SUPPLIED INFORMATION Block Start

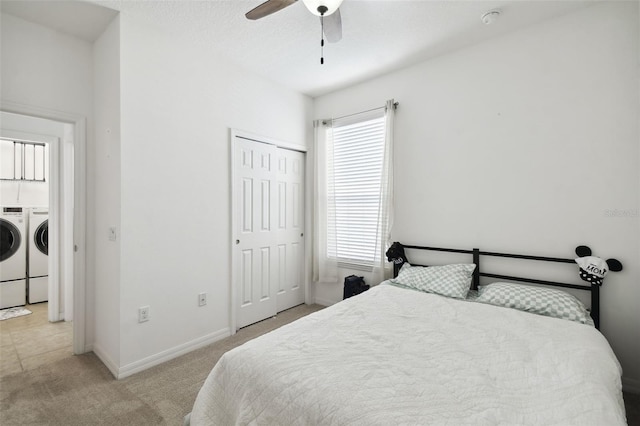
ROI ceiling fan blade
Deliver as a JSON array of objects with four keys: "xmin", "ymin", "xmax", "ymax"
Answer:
[
  {"xmin": 246, "ymin": 0, "xmax": 297, "ymax": 20},
  {"xmin": 323, "ymin": 7, "xmax": 342, "ymax": 43}
]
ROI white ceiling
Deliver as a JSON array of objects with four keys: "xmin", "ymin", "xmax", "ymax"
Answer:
[{"xmin": 1, "ymin": 0, "xmax": 597, "ymax": 97}]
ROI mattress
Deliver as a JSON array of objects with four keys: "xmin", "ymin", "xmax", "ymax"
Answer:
[{"xmin": 190, "ymin": 283, "xmax": 625, "ymax": 425}]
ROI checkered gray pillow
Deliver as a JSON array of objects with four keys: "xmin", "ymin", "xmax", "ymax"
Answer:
[
  {"xmin": 392, "ymin": 263, "xmax": 476, "ymax": 299},
  {"xmin": 477, "ymin": 282, "xmax": 591, "ymax": 324}
]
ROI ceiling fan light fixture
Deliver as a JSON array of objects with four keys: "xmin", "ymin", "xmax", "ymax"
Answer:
[{"xmin": 302, "ymin": 0, "xmax": 343, "ymax": 16}]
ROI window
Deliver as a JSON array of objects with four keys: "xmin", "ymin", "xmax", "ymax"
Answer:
[
  {"xmin": 327, "ymin": 112, "xmax": 386, "ymax": 267},
  {"xmin": 313, "ymin": 99, "xmax": 395, "ymax": 283},
  {"xmin": 0, "ymin": 138, "xmax": 48, "ymax": 182}
]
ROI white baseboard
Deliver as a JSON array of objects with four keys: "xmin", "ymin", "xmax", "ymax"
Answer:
[
  {"xmin": 623, "ymin": 376, "xmax": 640, "ymax": 394},
  {"xmin": 116, "ymin": 328, "xmax": 231, "ymax": 379},
  {"xmin": 92, "ymin": 343, "xmax": 119, "ymax": 378},
  {"xmin": 314, "ymin": 297, "xmax": 338, "ymax": 307}
]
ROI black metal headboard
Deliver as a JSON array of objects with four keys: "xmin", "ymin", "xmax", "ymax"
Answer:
[{"xmin": 387, "ymin": 242, "xmax": 603, "ymax": 329}]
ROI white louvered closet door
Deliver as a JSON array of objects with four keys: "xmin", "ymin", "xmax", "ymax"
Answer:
[{"xmin": 233, "ymin": 136, "xmax": 305, "ymax": 329}]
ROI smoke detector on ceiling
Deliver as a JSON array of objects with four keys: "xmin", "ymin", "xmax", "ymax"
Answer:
[{"xmin": 481, "ymin": 9, "xmax": 501, "ymax": 25}]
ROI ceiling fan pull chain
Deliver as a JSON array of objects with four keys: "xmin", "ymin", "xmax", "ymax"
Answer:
[{"xmin": 320, "ymin": 14, "xmax": 325, "ymax": 65}]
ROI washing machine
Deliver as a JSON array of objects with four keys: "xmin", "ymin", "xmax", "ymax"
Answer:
[
  {"xmin": 0, "ymin": 207, "xmax": 27, "ymax": 309},
  {"xmin": 28, "ymin": 207, "xmax": 48, "ymax": 304}
]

SUPPLIED INFORMATION Block End

EXERCISE BRIEF
Transcribe the complete set of entries verbatim. No pictures belong in the copy.

EXPECTED OUTPUT
ROI ceiling fan blade
Deliver as a JSON array of objects with four keys: "xmin", "ymin", "xmax", "ymax"
Answer:
[
  {"xmin": 246, "ymin": 0, "xmax": 297, "ymax": 20},
  {"xmin": 323, "ymin": 7, "xmax": 342, "ymax": 43}
]
ROI white ceiling
Deliver as a JSON array of objects with four keys: "xmin", "ymin", "xmax", "ymax"
Answer:
[{"xmin": 1, "ymin": 0, "xmax": 597, "ymax": 97}]
ROI mattress
Deliver as a JSON array of objects with four keys: "xmin", "ymin", "xmax", "ymax"
Answer:
[{"xmin": 190, "ymin": 283, "xmax": 625, "ymax": 425}]
ROI checkered gray pillow
Deliver as a JSON array of objects with four keys: "xmin", "ymin", "xmax", "ymax"
Answer:
[
  {"xmin": 392, "ymin": 263, "xmax": 476, "ymax": 299},
  {"xmin": 477, "ymin": 282, "xmax": 591, "ymax": 324}
]
ROI ceiling fan light fixture
Deliver as a JSON array of objects with four keys: "xmin", "ymin", "xmax", "ymax"
Answer:
[{"xmin": 302, "ymin": 0, "xmax": 343, "ymax": 16}]
ROI window
Deliver as a JSON array of objects with four keys: "xmin", "ymin", "xmax", "ymax"
Answer:
[
  {"xmin": 327, "ymin": 112, "xmax": 386, "ymax": 267},
  {"xmin": 313, "ymin": 99, "xmax": 395, "ymax": 283},
  {"xmin": 0, "ymin": 138, "xmax": 48, "ymax": 182}
]
ROI white baseboard
Deliver as a JSON array of objects with four keys: "xmin", "ymin", "xmax", "ymax"
Answer:
[
  {"xmin": 623, "ymin": 376, "xmax": 640, "ymax": 394},
  {"xmin": 116, "ymin": 328, "xmax": 231, "ymax": 379},
  {"xmin": 92, "ymin": 343, "xmax": 119, "ymax": 378},
  {"xmin": 314, "ymin": 297, "xmax": 338, "ymax": 307}
]
ROI black metal headboard
Deliver as a JSON array of objects with four keys: "xmin", "ymin", "xmax", "ymax"
Answer:
[{"xmin": 387, "ymin": 242, "xmax": 603, "ymax": 329}]
ROI white louvered closet door
Deliver as a JSON array of objects with four keys: "xmin", "ymin", "xmax", "ymax"
Answer:
[{"xmin": 233, "ymin": 136, "xmax": 305, "ymax": 329}]
ROI smoke detector on ceiling
Deliver as a JSON array of objects with four keys: "xmin", "ymin", "xmax", "ymax"
Answer:
[{"xmin": 481, "ymin": 9, "xmax": 501, "ymax": 25}]
ROI ceiling fan pull chain
Deliver as a JSON array of objects with four keys: "xmin", "ymin", "xmax", "ymax"
Answer:
[{"xmin": 320, "ymin": 14, "xmax": 325, "ymax": 65}]
ROI washing machine
Deliver as a JSON array of objects with four keys: "xmin", "ymin", "xmax", "ymax"
Answer:
[
  {"xmin": 0, "ymin": 207, "xmax": 27, "ymax": 309},
  {"xmin": 28, "ymin": 207, "xmax": 48, "ymax": 304}
]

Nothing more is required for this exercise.